What to produce: Nothing in the records may be changed; reproduce all of them.
==== The data ====
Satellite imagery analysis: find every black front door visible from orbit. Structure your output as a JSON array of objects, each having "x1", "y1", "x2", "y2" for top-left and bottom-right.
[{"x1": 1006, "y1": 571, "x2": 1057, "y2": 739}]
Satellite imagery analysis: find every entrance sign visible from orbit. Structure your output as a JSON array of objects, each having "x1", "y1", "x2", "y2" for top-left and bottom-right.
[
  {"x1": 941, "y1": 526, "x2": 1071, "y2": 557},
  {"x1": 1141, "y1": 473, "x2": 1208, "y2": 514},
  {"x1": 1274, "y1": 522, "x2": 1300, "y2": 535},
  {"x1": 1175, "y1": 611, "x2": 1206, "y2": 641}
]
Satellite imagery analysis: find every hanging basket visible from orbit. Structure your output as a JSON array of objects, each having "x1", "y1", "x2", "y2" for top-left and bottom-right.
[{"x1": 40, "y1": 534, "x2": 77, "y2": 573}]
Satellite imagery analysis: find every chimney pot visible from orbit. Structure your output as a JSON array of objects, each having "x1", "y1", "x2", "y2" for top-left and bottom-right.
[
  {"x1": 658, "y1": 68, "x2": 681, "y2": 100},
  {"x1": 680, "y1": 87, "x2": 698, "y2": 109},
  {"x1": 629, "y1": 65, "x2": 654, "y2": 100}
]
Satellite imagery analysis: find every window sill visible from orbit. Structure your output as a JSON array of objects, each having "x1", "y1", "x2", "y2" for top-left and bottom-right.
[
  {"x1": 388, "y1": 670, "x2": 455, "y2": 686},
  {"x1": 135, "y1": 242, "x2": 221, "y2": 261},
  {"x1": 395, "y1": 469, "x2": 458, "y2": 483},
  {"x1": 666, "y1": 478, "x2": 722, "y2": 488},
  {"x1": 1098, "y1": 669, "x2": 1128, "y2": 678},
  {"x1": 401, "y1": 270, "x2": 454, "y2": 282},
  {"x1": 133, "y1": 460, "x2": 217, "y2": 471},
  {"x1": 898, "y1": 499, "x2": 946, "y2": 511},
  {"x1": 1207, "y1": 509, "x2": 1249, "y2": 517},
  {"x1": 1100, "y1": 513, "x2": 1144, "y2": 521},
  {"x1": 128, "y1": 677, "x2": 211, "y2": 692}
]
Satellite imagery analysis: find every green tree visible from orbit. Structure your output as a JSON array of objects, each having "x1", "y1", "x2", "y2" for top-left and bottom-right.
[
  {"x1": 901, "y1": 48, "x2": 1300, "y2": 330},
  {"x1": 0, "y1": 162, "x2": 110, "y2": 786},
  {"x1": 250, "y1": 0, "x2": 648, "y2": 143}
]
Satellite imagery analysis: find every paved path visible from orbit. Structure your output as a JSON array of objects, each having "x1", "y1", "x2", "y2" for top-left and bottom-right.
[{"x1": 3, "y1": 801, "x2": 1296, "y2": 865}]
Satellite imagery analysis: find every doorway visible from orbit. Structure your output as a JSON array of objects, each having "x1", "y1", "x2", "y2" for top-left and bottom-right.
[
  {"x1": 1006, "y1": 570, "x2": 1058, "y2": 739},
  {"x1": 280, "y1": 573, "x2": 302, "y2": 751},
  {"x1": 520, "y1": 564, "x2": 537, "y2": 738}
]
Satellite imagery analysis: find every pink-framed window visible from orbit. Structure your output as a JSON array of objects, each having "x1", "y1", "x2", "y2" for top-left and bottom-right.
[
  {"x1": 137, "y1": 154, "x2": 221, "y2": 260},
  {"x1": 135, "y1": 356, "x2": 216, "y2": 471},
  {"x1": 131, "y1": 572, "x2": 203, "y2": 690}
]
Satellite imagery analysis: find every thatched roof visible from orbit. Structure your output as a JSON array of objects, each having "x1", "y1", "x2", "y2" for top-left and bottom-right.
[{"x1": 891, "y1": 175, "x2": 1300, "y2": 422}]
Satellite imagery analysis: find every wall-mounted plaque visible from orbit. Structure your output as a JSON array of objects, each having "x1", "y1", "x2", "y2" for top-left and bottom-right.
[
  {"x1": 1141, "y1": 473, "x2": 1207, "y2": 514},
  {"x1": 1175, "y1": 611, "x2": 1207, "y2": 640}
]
====
Your response:
Satellite imagery analysis: find every black front door visible from orbit. Structure your output as a JSON array of objects, each having "x1", "y1", "x2", "y2" for top-left and bottom-right.
[{"x1": 1006, "y1": 571, "x2": 1057, "y2": 739}]
Satellite imagery analysis: find every entrance sign visible from orbit. Structure your output as a JSON array of objects, each having "x1", "y1", "x2", "y2" for top-left and bottom-right.
[
  {"x1": 941, "y1": 526, "x2": 1071, "y2": 557},
  {"x1": 1141, "y1": 473, "x2": 1208, "y2": 514},
  {"x1": 1274, "y1": 522, "x2": 1300, "y2": 535},
  {"x1": 1175, "y1": 611, "x2": 1206, "y2": 641}
]
Satellite imagery analysis: find every hanging basket visible from orbit. Structure your output as a JSON array of objects, each having "x1", "y1", "x2", "y2" for top-left and bottom-right.
[{"x1": 40, "y1": 534, "x2": 77, "y2": 573}]
Satellite imagery analysis: find every chimney pot visible from orbit. Structure your output as a JSON array of objects, each having "x1", "y1", "x2", "y2" for top-left and bottom-right.
[
  {"x1": 658, "y1": 68, "x2": 681, "y2": 100},
  {"x1": 680, "y1": 87, "x2": 698, "y2": 109},
  {"x1": 629, "y1": 65, "x2": 654, "y2": 100}
]
Satellite imagery analysis: find every window sill visible from orbit. Structure your output as a JSON array of objects, each having "x1", "y1", "x2", "y2" for top-left and bottom-right.
[
  {"x1": 388, "y1": 670, "x2": 455, "y2": 686},
  {"x1": 135, "y1": 242, "x2": 221, "y2": 261},
  {"x1": 395, "y1": 469, "x2": 458, "y2": 483},
  {"x1": 666, "y1": 478, "x2": 722, "y2": 488},
  {"x1": 1098, "y1": 669, "x2": 1128, "y2": 678},
  {"x1": 401, "y1": 270, "x2": 454, "y2": 282},
  {"x1": 133, "y1": 460, "x2": 217, "y2": 471},
  {"x1": 898, "y1": 499, "x2": 946, "y2": 511},
  {"x1": 1207, "y1": 509, "x2": 1249, "y2": 517},
  {"x1": 1100, "y1": 513, "x2": 1144, "y2": 521},
  {"x1": 128, "y1": 677, "x2": 211, "y2": 692}
]
Satellite imagery analysis: find every green tree visible from orbit. Structure your output as a JSON array of objects, each having "x1", "y1", "x2", "y2" for top-left and bottom-right.
[
  {"x1": 901, "y1": 48, "x2": 1300, "y2": 330},
  {"x1": 0, "y1": 162, "x2": 110, "y2": 786},
  {"x1": 250, "y1": 0, "x2": 648, "y2": 143}
]
Satellite imagery analysis: find every paved path visible from orbit. Structure your output as a JSON array of objects, each having "x1", "y1", "x2", "y2" for top-left and bottom-right.
[{"x1": 3, "y1": 801, "x2": 1296, "y2": 865}]
Satellite imagery analysis: find every doorway visible from orbit. Structure your output as a JSON array of objects, each having "x1", "y1", "x2", "y2" for top-left and bottom-right.
[
  {"x1": 1006, "y1": 570, "x2": 1058, "y2": 739},
  {"x1": 280, "y1": 573, "x2": 302, "y2": 751},
  {"x1": 520, "y1": 564, "x2": 537, "y2": 738}
]
Satellite imagery analysis: find every pink-framed window visible from orbit. Structure your output as a JSON array of objects, each having "x1", "y1", "x2", "y2" for top-left and bottom-right.
[
  {"x1": 137, "y1": 154, "x2": 221, "y2": 260},
  {"x1": 135, "y1": 356, "x2": 216, "y2": 471},
  {"x1": 131, "y1": 572, "x2": 203, "y2": 690}
]
Satellite imagery analysis: find every thatched roof visible from orbit. Structure your output as a JSON array of objects, each having "x1", "y1", "x2", "y2" for top-left and bottom-right.
[{"x1": 891, "y1": 175, "x2": 1300, "y2": 422}]
Satellite imagery analysis: find every wall-mounted plaque visible from orbit. Structure your output as a JSON array of objects, each having "x1", "y1", "x2", "y2" for top-left and bottom-right.
[
  {"x1": 1141, "y1": 473, "x2": 1207, "y2": 514},
  {"x1": 1175, "y1": 611, "x2": 1207, "y2": 640}
]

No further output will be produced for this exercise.